Top of Source information

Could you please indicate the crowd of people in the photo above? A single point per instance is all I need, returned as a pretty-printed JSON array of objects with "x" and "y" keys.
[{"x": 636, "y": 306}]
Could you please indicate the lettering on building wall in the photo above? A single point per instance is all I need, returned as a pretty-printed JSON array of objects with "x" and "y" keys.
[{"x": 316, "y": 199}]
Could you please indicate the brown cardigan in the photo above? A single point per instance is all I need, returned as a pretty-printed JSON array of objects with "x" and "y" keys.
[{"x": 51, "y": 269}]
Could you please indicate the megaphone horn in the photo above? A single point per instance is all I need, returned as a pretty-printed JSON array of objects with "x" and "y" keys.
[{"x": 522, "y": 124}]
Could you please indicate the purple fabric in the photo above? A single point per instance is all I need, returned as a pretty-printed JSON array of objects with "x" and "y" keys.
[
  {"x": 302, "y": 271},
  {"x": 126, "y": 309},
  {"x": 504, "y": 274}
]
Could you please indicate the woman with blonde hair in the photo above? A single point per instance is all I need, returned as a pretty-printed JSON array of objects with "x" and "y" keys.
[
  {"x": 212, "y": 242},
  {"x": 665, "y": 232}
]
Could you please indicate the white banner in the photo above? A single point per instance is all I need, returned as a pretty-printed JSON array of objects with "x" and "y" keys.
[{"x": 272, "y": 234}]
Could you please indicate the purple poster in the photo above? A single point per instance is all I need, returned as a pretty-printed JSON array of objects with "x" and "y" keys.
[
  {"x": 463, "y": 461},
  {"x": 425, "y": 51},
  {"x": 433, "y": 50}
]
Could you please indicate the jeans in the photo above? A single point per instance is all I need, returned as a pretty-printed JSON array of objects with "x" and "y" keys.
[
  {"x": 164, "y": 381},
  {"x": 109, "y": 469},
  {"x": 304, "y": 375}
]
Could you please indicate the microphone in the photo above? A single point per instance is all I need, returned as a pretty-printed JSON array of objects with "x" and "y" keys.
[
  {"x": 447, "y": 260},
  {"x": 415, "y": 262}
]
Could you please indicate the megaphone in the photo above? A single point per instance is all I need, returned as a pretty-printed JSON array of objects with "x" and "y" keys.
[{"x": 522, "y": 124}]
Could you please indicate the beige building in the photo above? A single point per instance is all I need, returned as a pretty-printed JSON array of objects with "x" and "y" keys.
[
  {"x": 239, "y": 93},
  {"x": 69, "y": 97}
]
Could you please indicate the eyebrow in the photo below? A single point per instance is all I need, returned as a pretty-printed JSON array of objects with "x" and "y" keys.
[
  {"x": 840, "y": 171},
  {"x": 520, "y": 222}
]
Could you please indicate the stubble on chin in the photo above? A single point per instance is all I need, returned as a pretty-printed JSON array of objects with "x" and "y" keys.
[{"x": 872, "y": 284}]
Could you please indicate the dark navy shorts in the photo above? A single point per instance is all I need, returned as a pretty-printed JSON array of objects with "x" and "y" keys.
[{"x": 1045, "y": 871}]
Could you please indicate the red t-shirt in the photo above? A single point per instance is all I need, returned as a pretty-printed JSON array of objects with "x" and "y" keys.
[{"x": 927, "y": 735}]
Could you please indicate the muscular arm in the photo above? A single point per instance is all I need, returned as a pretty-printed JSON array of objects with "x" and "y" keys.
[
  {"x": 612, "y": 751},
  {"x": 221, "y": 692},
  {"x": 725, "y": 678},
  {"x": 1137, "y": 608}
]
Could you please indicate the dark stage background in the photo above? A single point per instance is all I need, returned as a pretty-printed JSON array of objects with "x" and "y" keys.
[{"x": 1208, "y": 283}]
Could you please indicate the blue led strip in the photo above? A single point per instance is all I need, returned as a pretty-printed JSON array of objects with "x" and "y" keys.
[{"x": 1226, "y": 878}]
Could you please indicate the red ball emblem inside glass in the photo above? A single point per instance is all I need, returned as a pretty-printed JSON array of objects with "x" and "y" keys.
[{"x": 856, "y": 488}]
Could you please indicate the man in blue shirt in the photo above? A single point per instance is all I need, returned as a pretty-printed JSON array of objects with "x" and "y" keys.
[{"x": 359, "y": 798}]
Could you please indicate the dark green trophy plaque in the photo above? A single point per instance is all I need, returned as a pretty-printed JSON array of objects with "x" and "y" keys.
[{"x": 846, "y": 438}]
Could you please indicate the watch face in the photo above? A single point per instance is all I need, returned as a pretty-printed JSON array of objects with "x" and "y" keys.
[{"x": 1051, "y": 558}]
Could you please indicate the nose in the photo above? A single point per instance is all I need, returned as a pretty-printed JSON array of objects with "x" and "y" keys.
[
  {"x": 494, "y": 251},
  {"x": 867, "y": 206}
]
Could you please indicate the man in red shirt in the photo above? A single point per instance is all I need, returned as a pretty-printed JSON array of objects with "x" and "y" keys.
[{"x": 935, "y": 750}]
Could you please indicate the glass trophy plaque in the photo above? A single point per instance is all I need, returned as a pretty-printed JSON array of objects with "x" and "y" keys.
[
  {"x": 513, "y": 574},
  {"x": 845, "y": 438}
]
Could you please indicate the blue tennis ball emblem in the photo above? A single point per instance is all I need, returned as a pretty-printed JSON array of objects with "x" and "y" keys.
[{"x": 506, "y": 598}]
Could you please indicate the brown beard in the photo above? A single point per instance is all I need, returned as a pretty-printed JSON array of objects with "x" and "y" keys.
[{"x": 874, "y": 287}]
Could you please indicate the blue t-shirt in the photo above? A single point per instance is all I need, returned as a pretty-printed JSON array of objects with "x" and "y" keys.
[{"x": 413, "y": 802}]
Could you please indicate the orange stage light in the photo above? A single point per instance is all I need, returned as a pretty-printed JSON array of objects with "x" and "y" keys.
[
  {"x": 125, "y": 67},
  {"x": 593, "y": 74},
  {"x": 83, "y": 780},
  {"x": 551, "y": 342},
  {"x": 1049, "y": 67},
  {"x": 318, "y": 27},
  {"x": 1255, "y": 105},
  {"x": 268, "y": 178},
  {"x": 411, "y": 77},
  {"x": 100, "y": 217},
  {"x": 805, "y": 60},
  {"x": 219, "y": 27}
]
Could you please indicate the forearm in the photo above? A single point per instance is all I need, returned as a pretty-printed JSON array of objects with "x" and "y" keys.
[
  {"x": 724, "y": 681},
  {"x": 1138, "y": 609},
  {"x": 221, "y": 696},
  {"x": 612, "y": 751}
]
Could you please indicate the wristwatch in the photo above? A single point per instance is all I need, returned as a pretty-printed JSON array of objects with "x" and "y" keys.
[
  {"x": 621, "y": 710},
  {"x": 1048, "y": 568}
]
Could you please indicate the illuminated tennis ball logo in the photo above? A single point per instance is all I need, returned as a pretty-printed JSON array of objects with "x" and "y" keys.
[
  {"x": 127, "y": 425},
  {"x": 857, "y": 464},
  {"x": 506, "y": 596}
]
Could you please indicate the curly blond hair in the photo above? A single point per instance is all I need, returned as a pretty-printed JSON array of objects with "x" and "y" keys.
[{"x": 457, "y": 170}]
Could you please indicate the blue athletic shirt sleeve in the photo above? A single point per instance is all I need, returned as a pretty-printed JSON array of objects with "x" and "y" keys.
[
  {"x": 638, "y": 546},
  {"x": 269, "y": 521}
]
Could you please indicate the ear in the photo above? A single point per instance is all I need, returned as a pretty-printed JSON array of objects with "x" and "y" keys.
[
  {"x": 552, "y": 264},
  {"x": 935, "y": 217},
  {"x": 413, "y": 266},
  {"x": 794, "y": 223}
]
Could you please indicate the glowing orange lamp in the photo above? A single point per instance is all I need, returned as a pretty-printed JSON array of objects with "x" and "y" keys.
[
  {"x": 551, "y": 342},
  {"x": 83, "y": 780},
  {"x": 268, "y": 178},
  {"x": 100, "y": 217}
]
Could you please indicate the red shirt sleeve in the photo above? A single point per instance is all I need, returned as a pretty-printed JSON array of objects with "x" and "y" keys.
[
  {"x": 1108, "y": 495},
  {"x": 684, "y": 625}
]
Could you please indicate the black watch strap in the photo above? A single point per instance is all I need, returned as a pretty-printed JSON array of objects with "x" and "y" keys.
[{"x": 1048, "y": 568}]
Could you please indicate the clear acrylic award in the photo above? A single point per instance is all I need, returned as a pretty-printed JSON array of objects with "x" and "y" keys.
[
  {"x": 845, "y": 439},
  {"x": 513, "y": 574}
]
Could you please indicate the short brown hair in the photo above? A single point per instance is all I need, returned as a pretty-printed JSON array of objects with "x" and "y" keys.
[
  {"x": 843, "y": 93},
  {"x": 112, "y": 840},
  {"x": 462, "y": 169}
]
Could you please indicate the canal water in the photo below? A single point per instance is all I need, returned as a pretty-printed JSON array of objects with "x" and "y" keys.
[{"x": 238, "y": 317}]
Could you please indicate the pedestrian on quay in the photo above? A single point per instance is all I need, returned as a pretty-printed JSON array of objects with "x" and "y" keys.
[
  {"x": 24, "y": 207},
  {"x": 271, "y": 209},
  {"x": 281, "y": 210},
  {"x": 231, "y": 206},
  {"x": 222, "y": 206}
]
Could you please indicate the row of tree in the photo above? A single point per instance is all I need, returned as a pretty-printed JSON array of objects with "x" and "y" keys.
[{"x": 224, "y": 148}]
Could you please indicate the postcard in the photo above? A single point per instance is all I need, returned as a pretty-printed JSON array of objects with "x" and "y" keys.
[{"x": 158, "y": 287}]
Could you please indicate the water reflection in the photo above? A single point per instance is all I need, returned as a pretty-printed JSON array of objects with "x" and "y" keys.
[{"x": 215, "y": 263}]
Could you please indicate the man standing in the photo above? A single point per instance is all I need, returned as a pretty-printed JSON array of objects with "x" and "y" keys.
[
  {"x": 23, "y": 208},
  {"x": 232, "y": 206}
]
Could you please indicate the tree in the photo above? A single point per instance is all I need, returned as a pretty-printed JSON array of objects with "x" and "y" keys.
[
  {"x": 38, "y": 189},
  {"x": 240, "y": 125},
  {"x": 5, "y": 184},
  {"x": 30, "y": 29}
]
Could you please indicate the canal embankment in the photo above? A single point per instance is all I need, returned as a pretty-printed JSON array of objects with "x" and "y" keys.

Bottom of Source information

The output consists solely of the lines from the line that contains "Could you please indicate the postcard" through the final line of the data.

→ **Task answer**:
Could you please indicate the postcard in the photo above? A single point per instance is all I need, returned as a pretty-printed JSON array of objects with "x" and "y" keys.
[{"x": 158, "y": 287}]
Could you please indicate the water reflection in the photo above? A single point per instance is all I need, returned as a pretty-printed JSON array of objects with "x" and "y" keys.
[{"x": 215, "y": 263}]
Could you please indicate the man standing in the photo above? A single point per instance is all I need, returned as a pretty-printed JSON array of objects with "x" and "y" keys.
[
  {"x": 23, "y": 208},
  {"x": 232, "y": 206}
]
Could you please indicate the tree in the photo above? A single point per instance is all I need, returned as a pretty-printed JSON array of objects with "x" and "y" keys.
[
  {"x": 38, "y": 189},
  {"x": 240, "y": 125},
  {"x": 5, "y": 184},
  {"x": 30, "y": 29}
]
Could you please indicate the canal embankment in the photo above? A single point per instance is all I need, returned as a pretty-printed JSON array of objects with "x" and "y" keys.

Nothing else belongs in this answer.